◆ Dataset content:

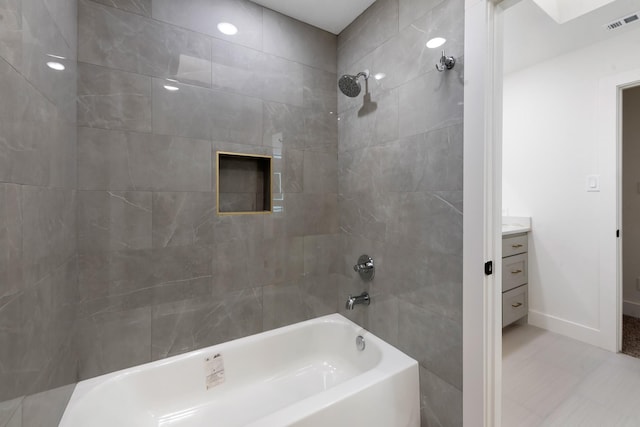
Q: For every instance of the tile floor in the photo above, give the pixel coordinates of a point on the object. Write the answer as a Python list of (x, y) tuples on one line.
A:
[(552, 380)]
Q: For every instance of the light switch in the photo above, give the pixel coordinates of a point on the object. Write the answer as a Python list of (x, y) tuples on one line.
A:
[(593, 183)]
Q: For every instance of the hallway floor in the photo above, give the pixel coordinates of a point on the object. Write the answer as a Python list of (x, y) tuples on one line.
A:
[(551, 380)]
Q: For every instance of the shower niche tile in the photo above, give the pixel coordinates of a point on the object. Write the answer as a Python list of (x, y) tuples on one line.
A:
[(243, 183)]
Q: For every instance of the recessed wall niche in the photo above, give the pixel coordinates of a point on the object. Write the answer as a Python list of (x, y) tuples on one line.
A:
[(243, 183)]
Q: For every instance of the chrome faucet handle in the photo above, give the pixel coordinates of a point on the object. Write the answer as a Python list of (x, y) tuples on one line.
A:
[(363, 299), (365, 267)]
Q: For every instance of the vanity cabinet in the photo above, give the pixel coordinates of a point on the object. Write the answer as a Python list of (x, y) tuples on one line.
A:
[(515, 301)]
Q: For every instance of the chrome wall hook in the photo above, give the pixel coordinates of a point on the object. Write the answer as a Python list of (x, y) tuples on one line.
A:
[(446, 62)]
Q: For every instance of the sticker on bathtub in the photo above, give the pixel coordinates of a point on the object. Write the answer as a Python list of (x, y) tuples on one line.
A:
[(213, 370)]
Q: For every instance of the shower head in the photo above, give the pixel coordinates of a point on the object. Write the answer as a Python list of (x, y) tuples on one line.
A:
[(350, 86)]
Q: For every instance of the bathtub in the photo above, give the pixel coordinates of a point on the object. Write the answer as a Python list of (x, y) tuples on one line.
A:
[(309, 374)]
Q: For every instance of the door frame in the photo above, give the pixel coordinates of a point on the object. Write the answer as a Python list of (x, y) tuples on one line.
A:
[(482, 328)]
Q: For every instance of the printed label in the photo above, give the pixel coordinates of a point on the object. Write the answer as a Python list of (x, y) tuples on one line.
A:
[(213, 370)]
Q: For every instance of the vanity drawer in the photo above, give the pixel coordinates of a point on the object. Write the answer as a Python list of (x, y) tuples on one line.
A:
[(515, 305), (514, 245), (514, 271)]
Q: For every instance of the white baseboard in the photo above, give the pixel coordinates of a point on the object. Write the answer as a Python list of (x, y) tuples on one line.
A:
[(567, 328), (631, 308)]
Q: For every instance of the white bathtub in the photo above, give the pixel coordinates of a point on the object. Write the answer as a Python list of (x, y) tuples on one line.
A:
[(307, 374)]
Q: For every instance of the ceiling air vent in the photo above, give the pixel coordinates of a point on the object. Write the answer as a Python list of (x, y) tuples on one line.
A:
[(619, 23)]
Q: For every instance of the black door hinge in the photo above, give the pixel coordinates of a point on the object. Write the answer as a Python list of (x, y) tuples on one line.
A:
[(488, 268)]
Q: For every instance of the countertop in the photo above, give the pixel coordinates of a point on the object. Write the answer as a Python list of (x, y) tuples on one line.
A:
[(515, 225)]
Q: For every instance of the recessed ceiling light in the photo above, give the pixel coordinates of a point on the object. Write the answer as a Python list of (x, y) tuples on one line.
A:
[(227, 28), (436, 42), (55, 66)]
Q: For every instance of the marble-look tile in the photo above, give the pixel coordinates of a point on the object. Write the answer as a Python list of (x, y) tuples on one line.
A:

◆ Aim of the exercise:
Pictures are to be left out; the records above must be repeated word for word.

◆ Result of this task:
Q: For every instance of the tile floor in the photo above, give the pixel coordinates of a point on the object. Write the answer as a Python list of (x, y) tuples on one line.
A:
[(552, 380)]
Q: For every instance of the light switch in the photo above, give the pixel coordinates of a point on the object. Write the answer as a Python list of (x, y) tuples on one line.
A:
[(593, 183)]
Q: For every instance of the hallway floor in the photo above, give the pixel coordinates of a point on the object. Write the answer as a Python list of (x, y) tuples on one line.
A:
[(551, 380)]
Q: For every instance of the shower niche tile in the photo above, give the pixel coordinates of a point on the object. Write the answer as a Python list of (x, y) tuples on one line.
A:
[(243, 183)]
Q: For every instance of the recessed wall niche in the photo above, give the pixel coordinates of a point on the object. Write the answer as a Python list of (x, y) tuples on one line.
A:
[(243, 183)]
Q: For every instance of the chrome faucet handle in the photo above, give the pixel coordinates of a point on the object. Write the answer as a Python list of (x, y) tuples on one line.
A:
[(363, 299), (365, 267)]
Q: For every instance of the vanity cabinet in the photo above, give the pixel coordinates of a point on the object. Write the answer as a Python list of (x, y) tuples on one line.
A:
[(515, 301)]
Q: For every instance of the chrome wall hook in the photo above, give the pixel coordinates of a point on the object. Write the answer as a Python list of (x, y) tuples on one line.
A:
[(446, 62)]
Q: For every instance of the sticker on bathtub in the photo above, give the pixel coordinates of a point on the object. Write the answer as a Python list of (x, y) tuples on one line.
A:
[(213, 370)]
Q: For every instance of the shower head in the photo above, give the pixel coordinates of a point on the object. Write the answer as a Python list of (x, y) tuples on one line.
A:
[(350, 86)]
Q: For every instance of the bathtub in the photo above, give the pixel coordinates of a point on the object. Write the answer as a Python list of (x, y) tuples on one line.
A:
[(309, 374)]
Q: For every instance of the door frame in the photo above, give the pixel coordinates of a point on the object. Write the answer as a Python list of (x, y) tuples on one line.
A:
[(482, 328)]
Q: For every instance of the printed label in the photo above, give the pixel coordinates of a point on the object. Write the answer as a Python list of (x, y) tuples on one line.
A:
[(213, 370)]
Q: For every instance of the vanity drawer in the photo above, give the pixel coordinates of a point on the object. Write the answer as a Python list of (x, y) tuples on one line.
A:
[(515, 305), (514, 245), (514, 271)]
Q: For every instance of the white baseboard in the photo above, give the pixel coordinates of a point on the object. Write the answer as a Python list of (x, y) tuples on one line.
A:
[(567, 328), (631, 308)]
Q: For every instance of the white bathtub in the photo above, give the pixel coordinates of a point on the object. Write the answer as a Python list of (x, y) tuples on one line.
A:
[(307, 374)]
Q: For every instance of the ceiling air vent in the photo above, give the pixel coordinates of a point on the object. Write the answer as a Python list of (x, y) tuples on one line.
A:
[(619, 23)]
Q: For every instance of the black door hinge in the photo above, give the pixel coordinates of a point on the object. Write the answer as a Python list of (x, y) tuples on one line.
A:
[(488, 268)]
Q: For every instance of the countertop in the photo above, give the pixel coordinates of a point on the object. Write the answer as a Python list of (x, y) tuples on one line.
A:
[(515, 225)]
Q: For every instance of the recessed ceiling light in the photo above, give the pixel coordinates of a point on the object. Write the answer as a Python list of (x, y) tuples on one line.
A:
[(227, 28), (436, 42), (55, 66)]
Q: For every instance of the marble-look tile in the photo above, give the pixel coordinates of a point on the object. Write the answer as a Python list of (x, y) tuples on one line.
A:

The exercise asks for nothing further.